## [Alıntılanan metin]
══════════

Hibrit sistemlerin tanı koymayı daha da kolaylaştırdığını söyleyen Eski, “Nükleer tıp artık hastaya özel görüntüleme, hastaya özel kişiselleştirilmiş tedaviye imkan veren bir anabilim dalı haline gelmiştir. Artık hastalıktan değil, hastadan söz ediyoruz. Hastanın kendine özgü metabolizmasına, genetik yapısına göre çekim yapılabiliyor ve ona özel geliştirilmiş tedavi uygulanabiliyor. Yeni tedavi metotlarıyla kanser hastalığında çok önemli mesafe alan bir yeni bilim dalı olarak yerini almıştır. Başta tiroit kanserleri, eklem hastalıkları ve karaciğer tümörleri gibi birçok onkolojik hastalık tedavi edilebiliyor. Dünyada her yıl 18 milyon kişi kansere yakalanıyor ve bu kişilerin 9.6 milyonu kaybediliyor. Erken tanı ve tedavi stratejileriyle 3.7 milyon kişinin kurtarılabileceği öngörülüyor. Nükleer tıp, günümüzde onkolojik, ortopedik, böbrek, kalp ve akciğer hastalıklarının teşhis ve tedavisinde yaygın olarak tercih ediliyor ve hayat kurtarıyor” diye konuştu.

══════════

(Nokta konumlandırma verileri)
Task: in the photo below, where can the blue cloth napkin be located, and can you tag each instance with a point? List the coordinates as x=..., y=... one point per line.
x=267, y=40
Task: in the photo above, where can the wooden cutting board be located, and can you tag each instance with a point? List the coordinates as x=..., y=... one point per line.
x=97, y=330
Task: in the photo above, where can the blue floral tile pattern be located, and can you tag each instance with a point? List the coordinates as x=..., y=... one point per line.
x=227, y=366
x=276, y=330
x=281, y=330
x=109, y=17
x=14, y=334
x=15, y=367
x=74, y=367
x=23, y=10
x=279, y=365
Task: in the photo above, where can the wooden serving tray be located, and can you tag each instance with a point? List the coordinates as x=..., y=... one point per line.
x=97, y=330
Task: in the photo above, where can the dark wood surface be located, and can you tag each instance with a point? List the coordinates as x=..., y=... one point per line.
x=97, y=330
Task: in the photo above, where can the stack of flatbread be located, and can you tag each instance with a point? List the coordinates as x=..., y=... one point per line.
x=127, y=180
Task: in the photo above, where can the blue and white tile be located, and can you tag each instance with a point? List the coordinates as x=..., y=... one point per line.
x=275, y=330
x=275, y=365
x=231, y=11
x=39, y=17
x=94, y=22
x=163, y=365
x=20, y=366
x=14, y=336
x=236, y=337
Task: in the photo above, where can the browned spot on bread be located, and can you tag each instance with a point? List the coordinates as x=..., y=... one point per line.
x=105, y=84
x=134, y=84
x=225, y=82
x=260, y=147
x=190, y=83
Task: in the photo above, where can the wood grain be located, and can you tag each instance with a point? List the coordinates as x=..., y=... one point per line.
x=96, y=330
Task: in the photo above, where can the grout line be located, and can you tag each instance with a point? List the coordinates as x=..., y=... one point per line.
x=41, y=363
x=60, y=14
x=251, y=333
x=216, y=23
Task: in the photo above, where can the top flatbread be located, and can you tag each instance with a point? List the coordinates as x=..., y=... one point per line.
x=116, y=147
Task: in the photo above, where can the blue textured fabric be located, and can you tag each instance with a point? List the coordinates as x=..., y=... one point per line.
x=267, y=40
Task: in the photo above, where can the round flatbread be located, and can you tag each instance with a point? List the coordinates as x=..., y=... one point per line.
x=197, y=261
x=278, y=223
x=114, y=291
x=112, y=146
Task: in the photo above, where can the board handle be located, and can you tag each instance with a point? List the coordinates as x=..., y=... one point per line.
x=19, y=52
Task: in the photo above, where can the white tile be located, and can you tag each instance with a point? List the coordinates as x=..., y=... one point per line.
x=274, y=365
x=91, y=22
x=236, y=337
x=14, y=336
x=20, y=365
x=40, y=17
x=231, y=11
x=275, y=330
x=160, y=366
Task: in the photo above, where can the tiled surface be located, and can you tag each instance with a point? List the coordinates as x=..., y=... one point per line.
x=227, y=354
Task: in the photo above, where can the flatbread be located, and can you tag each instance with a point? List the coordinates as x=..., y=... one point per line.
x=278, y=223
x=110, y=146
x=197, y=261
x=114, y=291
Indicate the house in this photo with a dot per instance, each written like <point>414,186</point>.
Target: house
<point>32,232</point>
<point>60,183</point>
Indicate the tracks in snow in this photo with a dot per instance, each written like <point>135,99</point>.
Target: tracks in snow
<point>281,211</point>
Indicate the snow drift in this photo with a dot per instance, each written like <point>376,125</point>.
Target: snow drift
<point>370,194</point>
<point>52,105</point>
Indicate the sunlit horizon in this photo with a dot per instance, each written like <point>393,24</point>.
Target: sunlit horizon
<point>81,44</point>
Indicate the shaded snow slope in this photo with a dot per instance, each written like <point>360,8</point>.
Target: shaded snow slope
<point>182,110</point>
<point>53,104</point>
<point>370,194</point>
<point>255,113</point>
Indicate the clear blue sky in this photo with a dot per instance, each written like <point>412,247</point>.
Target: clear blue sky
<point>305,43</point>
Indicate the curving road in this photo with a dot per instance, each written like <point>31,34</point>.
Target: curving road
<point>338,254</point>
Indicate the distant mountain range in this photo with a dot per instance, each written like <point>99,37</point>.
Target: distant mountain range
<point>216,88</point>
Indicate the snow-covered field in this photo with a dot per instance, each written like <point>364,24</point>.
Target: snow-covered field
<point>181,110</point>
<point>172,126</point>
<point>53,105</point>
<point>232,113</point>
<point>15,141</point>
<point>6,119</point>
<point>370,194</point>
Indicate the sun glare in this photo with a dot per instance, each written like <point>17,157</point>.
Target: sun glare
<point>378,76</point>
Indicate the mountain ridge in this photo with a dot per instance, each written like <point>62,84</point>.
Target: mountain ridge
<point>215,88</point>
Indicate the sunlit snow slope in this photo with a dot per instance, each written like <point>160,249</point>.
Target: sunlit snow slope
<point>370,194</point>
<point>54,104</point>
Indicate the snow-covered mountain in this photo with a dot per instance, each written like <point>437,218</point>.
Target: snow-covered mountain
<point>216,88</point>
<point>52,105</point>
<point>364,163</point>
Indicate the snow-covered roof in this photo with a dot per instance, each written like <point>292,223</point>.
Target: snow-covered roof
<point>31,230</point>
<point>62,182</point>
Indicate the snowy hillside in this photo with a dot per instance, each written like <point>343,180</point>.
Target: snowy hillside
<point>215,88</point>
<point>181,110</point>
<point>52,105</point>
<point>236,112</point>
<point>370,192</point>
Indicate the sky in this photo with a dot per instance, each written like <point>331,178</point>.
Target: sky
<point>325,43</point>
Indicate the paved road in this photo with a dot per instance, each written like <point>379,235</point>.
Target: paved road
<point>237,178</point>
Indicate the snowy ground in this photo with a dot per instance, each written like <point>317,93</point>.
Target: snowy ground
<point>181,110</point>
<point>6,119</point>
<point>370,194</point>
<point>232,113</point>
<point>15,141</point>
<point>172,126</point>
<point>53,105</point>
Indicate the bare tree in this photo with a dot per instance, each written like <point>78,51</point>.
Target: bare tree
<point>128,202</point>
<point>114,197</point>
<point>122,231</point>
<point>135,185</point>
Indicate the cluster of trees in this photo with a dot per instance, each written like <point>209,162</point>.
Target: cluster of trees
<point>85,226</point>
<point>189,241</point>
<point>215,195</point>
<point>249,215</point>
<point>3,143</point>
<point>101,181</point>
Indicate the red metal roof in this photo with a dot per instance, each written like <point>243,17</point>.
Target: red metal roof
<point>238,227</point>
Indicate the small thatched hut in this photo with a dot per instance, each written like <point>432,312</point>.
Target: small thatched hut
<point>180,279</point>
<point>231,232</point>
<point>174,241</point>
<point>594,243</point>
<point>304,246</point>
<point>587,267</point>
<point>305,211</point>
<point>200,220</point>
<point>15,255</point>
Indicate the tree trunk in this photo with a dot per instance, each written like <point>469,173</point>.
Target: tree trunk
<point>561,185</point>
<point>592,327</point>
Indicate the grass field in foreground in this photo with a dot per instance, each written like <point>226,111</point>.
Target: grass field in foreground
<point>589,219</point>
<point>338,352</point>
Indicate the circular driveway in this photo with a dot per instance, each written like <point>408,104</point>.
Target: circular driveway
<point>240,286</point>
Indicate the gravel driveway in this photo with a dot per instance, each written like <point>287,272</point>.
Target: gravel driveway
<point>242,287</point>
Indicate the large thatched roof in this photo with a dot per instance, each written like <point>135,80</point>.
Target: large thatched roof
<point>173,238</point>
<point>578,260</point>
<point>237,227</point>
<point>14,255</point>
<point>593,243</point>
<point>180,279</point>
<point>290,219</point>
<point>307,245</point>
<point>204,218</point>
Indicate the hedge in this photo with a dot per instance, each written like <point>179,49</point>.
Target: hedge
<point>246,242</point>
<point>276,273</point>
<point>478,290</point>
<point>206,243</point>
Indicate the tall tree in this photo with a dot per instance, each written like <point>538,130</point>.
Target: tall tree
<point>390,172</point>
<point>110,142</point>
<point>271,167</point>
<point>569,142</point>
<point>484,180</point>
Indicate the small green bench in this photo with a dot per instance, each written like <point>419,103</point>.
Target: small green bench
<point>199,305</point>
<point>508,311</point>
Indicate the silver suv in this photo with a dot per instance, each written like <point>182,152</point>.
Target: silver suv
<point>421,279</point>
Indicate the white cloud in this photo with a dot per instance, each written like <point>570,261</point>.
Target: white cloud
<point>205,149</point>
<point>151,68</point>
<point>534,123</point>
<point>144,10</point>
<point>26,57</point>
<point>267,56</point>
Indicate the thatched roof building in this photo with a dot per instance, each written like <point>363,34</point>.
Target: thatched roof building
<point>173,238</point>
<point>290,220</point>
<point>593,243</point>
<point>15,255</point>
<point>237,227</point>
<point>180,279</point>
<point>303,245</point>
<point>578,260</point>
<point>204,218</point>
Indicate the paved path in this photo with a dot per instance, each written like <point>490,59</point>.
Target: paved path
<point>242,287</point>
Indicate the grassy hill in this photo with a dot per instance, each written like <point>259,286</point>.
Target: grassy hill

══════════

## [Amacınız]
Nükleer tıpla ilgili metnin tamamını hiçbir değişiklik yapmadan kopyalayın.

## [Çözüm]
Hibrit sistemlerin tanı koymayı daha da kolaylaştırdığını söyleyen Eski, “Nükleer tıp artık hastaya özel görüntüleme, hastaya özel kişiselleştirilmiş tedaviye imkan veren bir anabilim dalı haline gelmiştir. Artık hastalıktan değil, hastadan söz ediyoruz. Hastanın kendine özgü metabolizmasına, genetik yapısına göre çekim yapılabiliyor ve ona özel geliştirilmiş tedavi uygulanabiliyor. Yeni tedavi metotlarıyla kanser hastalığında çok önemli mesafe alan bir yeni bilim dalı olarak yerini almıştır. Başta tiroit kanserleri, eklem hastalıkları ve karaciğer tümörleri gibi birçok onkolojik hastalık tedavi edilebiliyor. Dünyada her yıl 18 milyon kişi kansere yakalanıyor ve bu kişilerin 9.6 milyonu kaybediliyor. Erken tanı ve tedavi stratejileriyle 3.7 milyon kişinin kurtarılabileceği öngörülüyor. Nükleer tıp, günümüzde onkolojik, ortopedik, böbrek, kalp ve akciğer hastalıklarının teşhis ve tedavisinde yaygın olarak tercih ediliyor ve hayat kurtarıyor” diye konuştu.